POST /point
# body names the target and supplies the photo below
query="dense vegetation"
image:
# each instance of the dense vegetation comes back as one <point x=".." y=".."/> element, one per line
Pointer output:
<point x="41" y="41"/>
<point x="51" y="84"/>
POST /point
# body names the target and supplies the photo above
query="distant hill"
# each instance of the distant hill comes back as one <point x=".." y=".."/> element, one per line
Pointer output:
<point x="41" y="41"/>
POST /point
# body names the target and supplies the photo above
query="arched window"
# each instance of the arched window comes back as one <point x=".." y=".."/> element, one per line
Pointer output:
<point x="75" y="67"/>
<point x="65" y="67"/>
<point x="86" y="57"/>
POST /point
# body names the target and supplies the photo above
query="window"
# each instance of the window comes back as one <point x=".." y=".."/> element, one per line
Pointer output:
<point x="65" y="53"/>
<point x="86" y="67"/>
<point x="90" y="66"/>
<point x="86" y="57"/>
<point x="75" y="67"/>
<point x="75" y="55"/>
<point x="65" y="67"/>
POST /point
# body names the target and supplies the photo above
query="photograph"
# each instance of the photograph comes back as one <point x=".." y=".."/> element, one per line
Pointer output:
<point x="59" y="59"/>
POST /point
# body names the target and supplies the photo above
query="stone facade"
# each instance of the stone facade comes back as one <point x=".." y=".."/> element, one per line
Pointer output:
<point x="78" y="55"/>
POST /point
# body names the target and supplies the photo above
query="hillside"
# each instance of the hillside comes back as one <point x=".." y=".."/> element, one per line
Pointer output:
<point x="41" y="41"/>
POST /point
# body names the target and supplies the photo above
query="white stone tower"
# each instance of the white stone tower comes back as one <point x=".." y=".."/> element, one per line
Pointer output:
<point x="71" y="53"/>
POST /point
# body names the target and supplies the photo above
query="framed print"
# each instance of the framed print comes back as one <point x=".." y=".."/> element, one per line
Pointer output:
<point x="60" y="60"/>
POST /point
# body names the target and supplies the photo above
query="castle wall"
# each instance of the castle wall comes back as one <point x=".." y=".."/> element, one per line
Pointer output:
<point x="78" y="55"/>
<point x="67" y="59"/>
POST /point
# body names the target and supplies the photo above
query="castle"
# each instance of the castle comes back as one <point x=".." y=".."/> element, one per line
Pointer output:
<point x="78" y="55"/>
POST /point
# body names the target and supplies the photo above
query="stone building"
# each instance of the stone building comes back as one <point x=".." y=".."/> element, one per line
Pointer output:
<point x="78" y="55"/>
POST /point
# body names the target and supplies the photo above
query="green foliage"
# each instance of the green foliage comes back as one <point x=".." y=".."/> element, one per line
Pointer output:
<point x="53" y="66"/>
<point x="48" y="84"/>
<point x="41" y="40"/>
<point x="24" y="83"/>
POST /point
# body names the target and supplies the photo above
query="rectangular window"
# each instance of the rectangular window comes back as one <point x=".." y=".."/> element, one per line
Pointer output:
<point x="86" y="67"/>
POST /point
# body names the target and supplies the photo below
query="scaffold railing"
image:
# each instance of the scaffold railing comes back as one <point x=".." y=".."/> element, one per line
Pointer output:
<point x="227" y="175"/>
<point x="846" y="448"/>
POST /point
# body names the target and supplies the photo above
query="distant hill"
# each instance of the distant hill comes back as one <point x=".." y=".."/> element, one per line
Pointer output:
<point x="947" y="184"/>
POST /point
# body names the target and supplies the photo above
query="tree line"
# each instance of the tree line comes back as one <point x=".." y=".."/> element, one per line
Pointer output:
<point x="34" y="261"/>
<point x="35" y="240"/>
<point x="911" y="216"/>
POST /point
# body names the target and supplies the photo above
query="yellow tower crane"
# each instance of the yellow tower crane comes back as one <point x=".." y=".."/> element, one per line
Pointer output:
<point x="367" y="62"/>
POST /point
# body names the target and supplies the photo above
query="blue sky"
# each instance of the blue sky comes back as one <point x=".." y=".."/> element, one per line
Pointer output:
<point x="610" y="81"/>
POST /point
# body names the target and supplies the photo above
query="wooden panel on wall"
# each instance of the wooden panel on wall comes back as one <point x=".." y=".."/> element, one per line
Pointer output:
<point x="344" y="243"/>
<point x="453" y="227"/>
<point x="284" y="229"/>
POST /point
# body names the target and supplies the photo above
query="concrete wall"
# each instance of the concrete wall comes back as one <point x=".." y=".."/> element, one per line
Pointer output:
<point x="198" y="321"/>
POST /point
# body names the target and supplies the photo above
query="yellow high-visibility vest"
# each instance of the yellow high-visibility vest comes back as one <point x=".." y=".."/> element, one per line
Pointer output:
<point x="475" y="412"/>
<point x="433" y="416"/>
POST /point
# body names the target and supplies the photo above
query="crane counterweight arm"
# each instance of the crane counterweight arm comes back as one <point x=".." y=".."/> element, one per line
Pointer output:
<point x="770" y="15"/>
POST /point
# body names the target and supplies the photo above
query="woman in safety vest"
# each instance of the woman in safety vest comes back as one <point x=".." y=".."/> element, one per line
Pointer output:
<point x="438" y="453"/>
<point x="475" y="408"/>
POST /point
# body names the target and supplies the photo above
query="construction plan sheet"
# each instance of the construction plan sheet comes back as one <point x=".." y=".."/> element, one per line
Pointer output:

» Work instructions:
Return the whole listing exactly.

» Answer to this exercise:
POST /point
# body names the target and supplies the photo below
query="dense vegetation"
image:
# each instance of the dense vegetation comes back as one <point x=".." y=".."/> element, one per line
Pointer output:
<point x="41" y="41"/>
<point x="51" y="84"/>
POST /point
# body names the target and supplies the photo above
query="distant hill"
# each instance of the distant hill comes back as one <point x=".." y=".."/> element, one per line
Pointer output:
<point x="41" y="41"/>
POST /point
# body names the target and supplies the photo above
query="arched window"
# each instance of the arched window comes back as one <point x=".." y=".."/> element, one per line
Pointer output:
<point x="75" y="67"/>
<point x="65" y="67"/>
<point x="86" y="57"/>
POST /point
# body names the target and supplies the photo above
query="window"
# each instance of the window comes back as one <point x=".." y=".."/> element, one per line
Pointer output:
<point x="65" y="53"/>
<point x="86" y="67"/>
<point x="90" y="66"/>
<point x="86" y="57"/>
<point x="75" y="67"/>
<point x="75" y="55"/>
<point x="65" y="67"/>
POST /point
# body names the target and supplies the photo above
query="photograph"
# each instance of the photograph comes back as one <point x=".." y=".."/> element, one per line
Pointer output:
<point x="59" y="59"/>
POST /point
# body names the target and supplies the photo above
query="stone facade"
# each instance of the stone facade comes back as one <point x=".." y=".."/> element, one per line
Pointer output:
<point x="78" y="55"/>
POST /point
# body names the target and supplies the photo above
query="hillside"
# each instance of the hillside comes back as one <point x=".." y=".."/> element, one per line
Pointer output:
<point x="41" y="41"/>
POST /point
# body names the target and supplies the photo above
query="white stone tower"
# each instance of the white stone tower comes back as one <point x=".." y=".."/> element, one per line
Pointer output:
<point x="71" y="53"/>
POST /point
# body names the target and supplies the photo above
query="framed print"
# each instance of the framed print comes back as one <point x=".." y=".."/> element, one per line
Pointer output:
<point x="60" y="60"/>
POST /point
# body names the target and supplies the photo above
query="castle wall"
# each instance of the castle wall comes back as one <point x=".." y=".."/> element, one per line
Pointer output:
<point x="78" y="55"/>
<point x="67" y="59"/>
POST /point
# body names the target and supplies the photo above
query="castle"
# each instance of the castle comes back as one <point x=".." y=".."/> element, one per line
Pointer output:
<point x="78" y="55"/>
POST /point
# body names the target and supplies the photo above
query="stone building"
# each instance of the stone building comes back as one <point x=".." y=".."/> element, one per line
Pointer output:
<point x="78" y="55"/>
POST /point
# body names the target and supplies the photo above
query="green foliage"
# each instance of the green foliage comes back as one <point x=".." y=".."/> element, one per line
Pointer output:
<point x="53" y="66"/>
<point x="48" y="84"/>
<point x="41" y="40"/>
<point x="24" y="83"/>
POST /point
# body names the target and supplies the photo above
query="rectangular window"
# each instance of the rectangular window comes back as one <point x=".." y=".."/> element, one per line
Pointer output:
<point x="86" y="67"/>
POST /point
# body names the target and supplies the photo below
query="scaffold railing"
image:
# each instance of the scaffold railing comes back as one <point x=".." y=".."/> element, one per line
Pointer output:
<point x="227" y="175"/>
<point x="846" y="448"/>
POST /point
# body names the target and supplies the photo above
query="distant hill"
# each instance of the distant hill comes back as one <point x=".." y=".."/> element, one per line
Pointer output:
<point x="947" y="184"/>
POST /point
# body names the target and supplies the photo above
query="tree line"
# each instance of the tree line comes back as one <point x=".." y=".."/> element, one per line
Pointer output:
<point x="34" y="261"/>
<point x="35" y="240"/>
<point x="911" y="216"/>
POST /point
# body names the target and supplies the photo above
query="yellow tower crane"
# each instance of the yellow tower crane comes back as one <point x=".." y=".."/> element, one per line
Pointer output:
<point x="367" y="62"/>
POST /point
# body names the target and supplies the photo above
query="blue sky"
# each instance of the blue sky comes back as one <point x=".." y=".."/> element, one per line
Pointer output:
<point x="610" y="81"/>
POST /point
# body names the target and supplies the photo above
query="wooden panel on wall"
# each instance of the wooden panel on wall comes back as one <point x=".." y=".."/> element, one per line
Pointer output:
<point x="344" y="243"/>
<point x="453" y="227"/>
<point x="284" y="229"/>
POST /point
# body names the target and supplies the photo above
query="concrete wall"
# each instance of the concrete wall comes back as one <point x=".." y=".."/> element, one per line
Pointer output:
<point x="198" y="321"/>
POST /point
# body names the target and supplies the photo above
query="yellow high-visibility vest"
# each instance of the yellow high-visibility vest comes back as one <point x=".." y=".."/> element, one per line
Pointer output:
<point x="475" y="412"/>
<point x="433" y="416"/>
POST /point
# body names the target and supplies the photo above
query="crane counterweight arm"
# each instance of the crane counterweight arm comes back as one <point x=".." y=".."/> element, one per line
Pointer output:
<point x="770" y="15"/>
POST /point
# body names the target and supplies the photo above
query="woman in safety vest"
# each instance of the woman in safety vest comes back as one <point x=".." y=".."/> element, one per line
Pointer output:
<point x="438" y="453"/>
<point x="475" y="408"/>
POST /point
# body names the target and supplies the photo above
query="construction plan sheet"
# each instance of the construction plan sheet comes back as one <point x=".." y=".."/> element, one per line
Pointer output:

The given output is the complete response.